Dorion said in the fall he’d been close last summer to getting Stone signed to a long-term contract, settled for a one-year deal for US$ 7.35-million, but expected to get him done in 2019 before he became a free agent.

After the Senators failed to sign Karlsson and traded him to San Jose, Dorion reassured the fan base:

“We will preserve a core group of veterans, good leaders, while tapping into the young, elite NHL talent that will embrace our culture, our character, our chemistry that we want to build in our locker room for the long haul.”

Much of that core has one foot out the door.

Veteran Bobby Ryan, one of the few recognizable names left on the roster, described the pre-game mood in New Jersey as “sombre.” No doubt. Then they went out and lost four-zip to a truly lousy Devils team.

It can’t be easy for Dorion, working for a man like Melnyk, who talks about “unprecedented success” while slashing payroll and hockey infrastructure.

Dorion surely isn’t provided the resources he needs to keep his best players. But it felt like even Melnyk recognized the need – too late, of course – to put together a big offer to keep Stone.

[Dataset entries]

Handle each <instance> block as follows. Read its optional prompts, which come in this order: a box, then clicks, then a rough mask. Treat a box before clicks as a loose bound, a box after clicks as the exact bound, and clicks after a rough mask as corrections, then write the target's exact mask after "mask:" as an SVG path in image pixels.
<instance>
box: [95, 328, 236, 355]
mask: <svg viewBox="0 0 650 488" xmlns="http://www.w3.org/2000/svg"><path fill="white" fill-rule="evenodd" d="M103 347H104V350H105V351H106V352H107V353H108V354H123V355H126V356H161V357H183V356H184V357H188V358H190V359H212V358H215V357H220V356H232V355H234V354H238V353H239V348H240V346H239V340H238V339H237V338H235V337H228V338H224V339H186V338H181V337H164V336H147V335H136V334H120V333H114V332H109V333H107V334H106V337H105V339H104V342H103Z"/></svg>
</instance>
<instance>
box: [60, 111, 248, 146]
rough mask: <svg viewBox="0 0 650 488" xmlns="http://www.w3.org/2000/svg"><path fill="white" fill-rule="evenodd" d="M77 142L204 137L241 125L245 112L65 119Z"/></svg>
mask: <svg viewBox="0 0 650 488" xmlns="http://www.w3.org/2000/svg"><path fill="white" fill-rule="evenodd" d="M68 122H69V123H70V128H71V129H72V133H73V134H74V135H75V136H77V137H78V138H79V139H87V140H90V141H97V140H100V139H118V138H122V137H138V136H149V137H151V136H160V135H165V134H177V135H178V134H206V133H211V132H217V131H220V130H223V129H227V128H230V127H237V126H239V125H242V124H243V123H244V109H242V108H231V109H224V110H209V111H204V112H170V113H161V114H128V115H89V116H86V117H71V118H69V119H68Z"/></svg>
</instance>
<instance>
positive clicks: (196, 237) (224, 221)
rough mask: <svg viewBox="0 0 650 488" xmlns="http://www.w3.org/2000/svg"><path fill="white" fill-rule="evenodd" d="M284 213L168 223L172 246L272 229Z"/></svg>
--
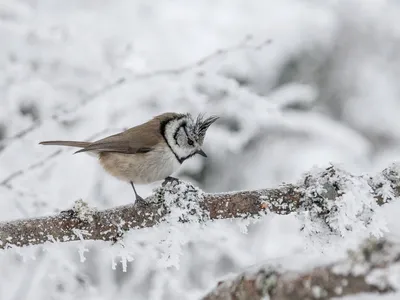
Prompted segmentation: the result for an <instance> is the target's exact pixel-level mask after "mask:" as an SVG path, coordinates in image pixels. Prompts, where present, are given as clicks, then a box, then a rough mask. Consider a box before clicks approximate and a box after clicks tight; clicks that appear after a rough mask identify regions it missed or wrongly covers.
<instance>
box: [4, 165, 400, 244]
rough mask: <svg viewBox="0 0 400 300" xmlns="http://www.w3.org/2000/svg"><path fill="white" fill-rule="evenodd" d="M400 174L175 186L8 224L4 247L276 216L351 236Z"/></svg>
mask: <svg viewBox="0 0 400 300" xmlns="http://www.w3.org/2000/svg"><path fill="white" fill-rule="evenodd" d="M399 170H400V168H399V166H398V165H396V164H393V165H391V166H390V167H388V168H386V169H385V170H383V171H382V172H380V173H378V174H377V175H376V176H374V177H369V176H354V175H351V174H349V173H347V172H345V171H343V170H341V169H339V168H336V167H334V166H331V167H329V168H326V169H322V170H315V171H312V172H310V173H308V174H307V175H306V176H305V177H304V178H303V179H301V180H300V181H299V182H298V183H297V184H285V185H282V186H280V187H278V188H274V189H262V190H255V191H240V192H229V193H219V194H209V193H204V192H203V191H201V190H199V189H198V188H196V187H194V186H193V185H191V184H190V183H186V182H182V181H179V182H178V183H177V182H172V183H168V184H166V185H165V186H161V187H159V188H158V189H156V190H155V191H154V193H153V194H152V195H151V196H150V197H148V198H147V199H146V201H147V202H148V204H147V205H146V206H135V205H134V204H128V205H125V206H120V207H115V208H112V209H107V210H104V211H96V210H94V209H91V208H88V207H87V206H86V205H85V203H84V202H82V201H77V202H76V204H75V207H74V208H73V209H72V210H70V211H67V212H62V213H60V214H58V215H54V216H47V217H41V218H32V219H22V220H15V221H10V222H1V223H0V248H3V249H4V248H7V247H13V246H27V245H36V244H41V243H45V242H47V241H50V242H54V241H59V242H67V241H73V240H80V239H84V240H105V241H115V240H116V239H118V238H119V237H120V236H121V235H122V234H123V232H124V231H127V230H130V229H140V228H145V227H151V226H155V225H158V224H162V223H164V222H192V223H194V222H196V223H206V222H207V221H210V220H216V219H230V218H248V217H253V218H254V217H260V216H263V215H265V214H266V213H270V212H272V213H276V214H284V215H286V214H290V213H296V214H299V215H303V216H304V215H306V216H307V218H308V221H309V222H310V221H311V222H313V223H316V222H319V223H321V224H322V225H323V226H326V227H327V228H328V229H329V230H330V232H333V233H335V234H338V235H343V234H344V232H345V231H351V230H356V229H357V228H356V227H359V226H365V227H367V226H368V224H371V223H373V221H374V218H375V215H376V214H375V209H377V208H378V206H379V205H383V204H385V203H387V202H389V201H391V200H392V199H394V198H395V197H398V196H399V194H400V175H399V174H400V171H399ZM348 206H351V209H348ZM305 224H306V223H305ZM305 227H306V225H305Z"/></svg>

- WORK TO COMPLETE
a) Write out the part of the Senators text from "After the Senators" up to and including "and hockey infrastructure.".
b) Using the Senators text, say yes or no to each statement and quote the words that decide it: (i) Stone settled for a one-year deal worth US$ 7.35-million. (ii) The Senators beat the Devils in New Jersey. (iii) Karlsson was traded to San Jose.

- TASK-BY-TASK SOLUTIONS
a)
After the Senators failed to sign Karlsson and traded him to San Jose, Dorion reassured the fan base:

“We will preserve a core group of veterans, good leaders, while tapping into the young, elite NHL talent that will embrace our culture, our character, our chemistry that we want to build in our locker room for the long haul.”

Much of that core has one foot out the door.

Veteran Bobby Ryan, one of the few recognizable names left on the roster, described the pre-game mood in New Jersey as “sombre.” No doubt. Then they went out and lost four-zip to a truly lousy Devils team.

It can’t be easy for Dorion, working for a man like Melnyk, who talks about “unprecedented success” while slashing payroll and hockey infrastructure.

b)
(i) Yes: "settled for a one-year deal for US$ 7.35-million"
(ii) No: "Then they went out and lost four-zip to a truly lousy Devils team."
(iii) Yes: "traded him to San Jose"